### Exercise goal
Copy the records starting at the line containing "Ground lower lip" and ending at the line containing "219, 67, 233, 154", substituting "giving" for "outputting" and leaving everything else the same.

### Entries supplied
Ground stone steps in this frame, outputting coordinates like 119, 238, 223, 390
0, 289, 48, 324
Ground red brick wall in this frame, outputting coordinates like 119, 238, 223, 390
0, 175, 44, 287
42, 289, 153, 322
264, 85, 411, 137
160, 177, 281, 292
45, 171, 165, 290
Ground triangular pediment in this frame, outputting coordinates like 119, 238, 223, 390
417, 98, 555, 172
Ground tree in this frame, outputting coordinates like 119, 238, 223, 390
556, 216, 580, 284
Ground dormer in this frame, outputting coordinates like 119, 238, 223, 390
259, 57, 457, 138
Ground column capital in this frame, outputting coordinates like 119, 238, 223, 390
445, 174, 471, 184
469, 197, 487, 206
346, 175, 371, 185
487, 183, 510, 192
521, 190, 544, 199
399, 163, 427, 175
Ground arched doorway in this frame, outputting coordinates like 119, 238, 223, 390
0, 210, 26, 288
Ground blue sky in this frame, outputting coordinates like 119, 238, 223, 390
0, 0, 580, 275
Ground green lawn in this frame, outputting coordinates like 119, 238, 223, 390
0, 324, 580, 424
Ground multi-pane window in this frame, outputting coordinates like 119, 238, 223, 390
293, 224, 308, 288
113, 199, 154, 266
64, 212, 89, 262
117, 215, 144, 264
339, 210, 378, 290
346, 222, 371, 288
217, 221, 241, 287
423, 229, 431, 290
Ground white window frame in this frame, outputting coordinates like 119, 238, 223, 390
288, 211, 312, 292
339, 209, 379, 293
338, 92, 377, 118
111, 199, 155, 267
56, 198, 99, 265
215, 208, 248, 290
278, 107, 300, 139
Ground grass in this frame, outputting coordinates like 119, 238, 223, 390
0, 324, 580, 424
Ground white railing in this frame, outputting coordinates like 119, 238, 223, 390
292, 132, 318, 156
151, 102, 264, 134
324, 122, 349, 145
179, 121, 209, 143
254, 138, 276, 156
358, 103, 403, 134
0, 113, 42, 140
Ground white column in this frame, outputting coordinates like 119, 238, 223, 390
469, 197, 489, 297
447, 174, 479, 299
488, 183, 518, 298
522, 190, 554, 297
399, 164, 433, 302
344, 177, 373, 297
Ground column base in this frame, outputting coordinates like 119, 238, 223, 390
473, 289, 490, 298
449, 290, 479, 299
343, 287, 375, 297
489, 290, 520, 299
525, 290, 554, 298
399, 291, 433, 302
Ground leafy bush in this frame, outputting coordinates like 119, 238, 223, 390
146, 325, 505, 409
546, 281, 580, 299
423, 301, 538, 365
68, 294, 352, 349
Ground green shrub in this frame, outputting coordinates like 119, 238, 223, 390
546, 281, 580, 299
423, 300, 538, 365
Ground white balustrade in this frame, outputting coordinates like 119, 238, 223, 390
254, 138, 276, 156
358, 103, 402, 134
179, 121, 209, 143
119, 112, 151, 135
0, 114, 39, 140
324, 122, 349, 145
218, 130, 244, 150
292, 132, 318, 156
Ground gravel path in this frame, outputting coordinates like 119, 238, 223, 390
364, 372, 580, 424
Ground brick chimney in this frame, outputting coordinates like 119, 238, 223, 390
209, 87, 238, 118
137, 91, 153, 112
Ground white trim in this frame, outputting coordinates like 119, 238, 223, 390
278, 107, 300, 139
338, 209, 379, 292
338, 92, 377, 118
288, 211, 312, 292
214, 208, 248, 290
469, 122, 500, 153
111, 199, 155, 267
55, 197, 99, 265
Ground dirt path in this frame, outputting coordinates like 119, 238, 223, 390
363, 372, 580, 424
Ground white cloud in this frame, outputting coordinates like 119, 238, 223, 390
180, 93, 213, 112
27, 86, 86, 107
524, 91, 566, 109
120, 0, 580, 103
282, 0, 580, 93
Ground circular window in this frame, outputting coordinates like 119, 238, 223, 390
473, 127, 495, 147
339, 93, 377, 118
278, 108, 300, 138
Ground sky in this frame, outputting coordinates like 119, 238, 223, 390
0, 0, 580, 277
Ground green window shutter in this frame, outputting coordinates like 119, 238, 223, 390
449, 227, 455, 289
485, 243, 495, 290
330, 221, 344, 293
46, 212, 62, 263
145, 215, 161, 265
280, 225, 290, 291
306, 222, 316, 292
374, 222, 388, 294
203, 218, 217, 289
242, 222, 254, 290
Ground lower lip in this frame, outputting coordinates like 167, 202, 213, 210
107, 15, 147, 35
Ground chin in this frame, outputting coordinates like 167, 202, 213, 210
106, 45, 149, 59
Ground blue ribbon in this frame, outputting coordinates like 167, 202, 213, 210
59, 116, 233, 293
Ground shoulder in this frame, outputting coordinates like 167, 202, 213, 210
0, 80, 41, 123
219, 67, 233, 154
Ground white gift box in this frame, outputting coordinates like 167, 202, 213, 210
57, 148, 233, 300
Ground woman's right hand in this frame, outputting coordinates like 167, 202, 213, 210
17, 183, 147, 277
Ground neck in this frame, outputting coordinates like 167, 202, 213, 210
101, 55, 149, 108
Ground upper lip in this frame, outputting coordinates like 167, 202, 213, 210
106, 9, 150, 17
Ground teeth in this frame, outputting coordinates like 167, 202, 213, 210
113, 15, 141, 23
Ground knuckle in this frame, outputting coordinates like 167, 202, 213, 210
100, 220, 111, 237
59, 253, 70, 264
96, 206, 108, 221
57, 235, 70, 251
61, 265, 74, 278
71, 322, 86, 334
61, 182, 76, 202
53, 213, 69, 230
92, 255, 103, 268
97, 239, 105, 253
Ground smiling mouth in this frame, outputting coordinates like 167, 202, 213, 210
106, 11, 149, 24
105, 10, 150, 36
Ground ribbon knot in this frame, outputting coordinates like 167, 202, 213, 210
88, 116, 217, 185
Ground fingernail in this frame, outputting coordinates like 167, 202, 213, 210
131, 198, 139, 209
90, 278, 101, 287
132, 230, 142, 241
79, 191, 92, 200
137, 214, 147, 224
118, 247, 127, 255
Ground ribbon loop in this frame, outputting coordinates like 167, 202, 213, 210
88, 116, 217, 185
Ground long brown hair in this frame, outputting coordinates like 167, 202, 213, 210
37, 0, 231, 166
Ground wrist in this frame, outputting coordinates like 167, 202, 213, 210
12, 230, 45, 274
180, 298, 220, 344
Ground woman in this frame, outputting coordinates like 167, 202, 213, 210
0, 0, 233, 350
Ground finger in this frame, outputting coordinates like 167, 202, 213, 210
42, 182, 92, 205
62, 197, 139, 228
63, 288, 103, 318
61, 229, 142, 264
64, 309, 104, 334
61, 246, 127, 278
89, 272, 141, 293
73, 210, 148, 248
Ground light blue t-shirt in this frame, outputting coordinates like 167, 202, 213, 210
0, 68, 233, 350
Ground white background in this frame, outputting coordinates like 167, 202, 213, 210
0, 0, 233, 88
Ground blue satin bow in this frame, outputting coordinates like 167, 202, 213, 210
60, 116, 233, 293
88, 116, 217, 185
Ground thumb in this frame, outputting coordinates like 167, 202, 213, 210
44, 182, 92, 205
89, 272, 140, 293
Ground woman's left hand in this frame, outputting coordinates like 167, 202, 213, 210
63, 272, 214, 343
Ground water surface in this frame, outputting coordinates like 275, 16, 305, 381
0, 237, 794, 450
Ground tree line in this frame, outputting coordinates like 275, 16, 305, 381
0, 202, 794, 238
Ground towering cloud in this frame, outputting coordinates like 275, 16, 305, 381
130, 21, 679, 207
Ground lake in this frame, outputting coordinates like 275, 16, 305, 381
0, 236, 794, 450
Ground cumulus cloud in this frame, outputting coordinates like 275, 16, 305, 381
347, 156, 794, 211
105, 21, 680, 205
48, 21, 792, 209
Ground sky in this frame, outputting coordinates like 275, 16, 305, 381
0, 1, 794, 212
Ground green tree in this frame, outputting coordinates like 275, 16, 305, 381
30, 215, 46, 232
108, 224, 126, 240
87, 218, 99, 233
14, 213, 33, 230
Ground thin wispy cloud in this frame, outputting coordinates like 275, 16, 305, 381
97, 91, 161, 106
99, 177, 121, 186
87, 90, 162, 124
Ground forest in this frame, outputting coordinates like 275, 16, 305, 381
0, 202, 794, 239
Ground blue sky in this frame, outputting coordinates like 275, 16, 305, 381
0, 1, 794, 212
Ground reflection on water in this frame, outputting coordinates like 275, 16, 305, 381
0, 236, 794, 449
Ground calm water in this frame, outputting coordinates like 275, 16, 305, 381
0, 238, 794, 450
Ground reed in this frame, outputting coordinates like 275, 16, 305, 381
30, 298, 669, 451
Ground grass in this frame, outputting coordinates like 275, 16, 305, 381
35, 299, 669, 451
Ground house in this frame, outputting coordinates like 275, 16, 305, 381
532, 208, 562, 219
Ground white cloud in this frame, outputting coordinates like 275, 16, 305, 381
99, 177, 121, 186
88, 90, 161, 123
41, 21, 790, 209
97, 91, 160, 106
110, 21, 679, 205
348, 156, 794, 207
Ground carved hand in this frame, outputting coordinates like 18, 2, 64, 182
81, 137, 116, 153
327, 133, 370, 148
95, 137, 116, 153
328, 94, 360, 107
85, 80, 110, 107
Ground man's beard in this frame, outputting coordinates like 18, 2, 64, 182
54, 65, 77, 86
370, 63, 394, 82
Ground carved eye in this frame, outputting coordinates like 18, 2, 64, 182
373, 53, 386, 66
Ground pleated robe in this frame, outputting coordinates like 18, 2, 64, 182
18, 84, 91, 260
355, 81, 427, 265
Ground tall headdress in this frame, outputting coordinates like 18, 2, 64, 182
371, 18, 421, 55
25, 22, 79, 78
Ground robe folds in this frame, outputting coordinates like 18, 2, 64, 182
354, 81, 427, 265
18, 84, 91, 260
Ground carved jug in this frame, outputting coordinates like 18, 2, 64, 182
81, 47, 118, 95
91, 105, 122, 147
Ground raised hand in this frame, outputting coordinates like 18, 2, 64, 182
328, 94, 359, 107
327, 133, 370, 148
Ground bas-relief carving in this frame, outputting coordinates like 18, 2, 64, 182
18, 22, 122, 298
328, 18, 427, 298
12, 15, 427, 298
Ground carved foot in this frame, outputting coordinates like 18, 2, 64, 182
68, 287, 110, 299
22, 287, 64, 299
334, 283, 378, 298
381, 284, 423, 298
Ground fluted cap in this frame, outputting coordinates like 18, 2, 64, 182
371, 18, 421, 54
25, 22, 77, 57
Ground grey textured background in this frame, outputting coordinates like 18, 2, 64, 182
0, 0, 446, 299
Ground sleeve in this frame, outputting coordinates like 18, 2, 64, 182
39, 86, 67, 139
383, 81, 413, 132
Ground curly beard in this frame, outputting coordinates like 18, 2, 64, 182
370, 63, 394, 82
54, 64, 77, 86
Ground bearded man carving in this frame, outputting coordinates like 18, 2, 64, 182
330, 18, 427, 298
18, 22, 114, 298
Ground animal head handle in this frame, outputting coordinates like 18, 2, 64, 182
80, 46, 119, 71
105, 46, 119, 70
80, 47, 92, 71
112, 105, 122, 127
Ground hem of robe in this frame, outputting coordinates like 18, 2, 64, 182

### Expected output
Ground lower lip in this frame, giving coordinates like 167, 202, 213, 210
107, 15, 147, 35
Ground chin in this frame, giving coordinates like 167, 202, 213, 210
106, 45, 149, 59
Ground blue ribbon in this frame, giving coordinates like 167, 202, 213, 210
59, 116, 233, 293
Ground shoulder in this frame, giving coordinates like 167, 202, 213, 210
0, 80, 41, 123
219, 67, 233, 154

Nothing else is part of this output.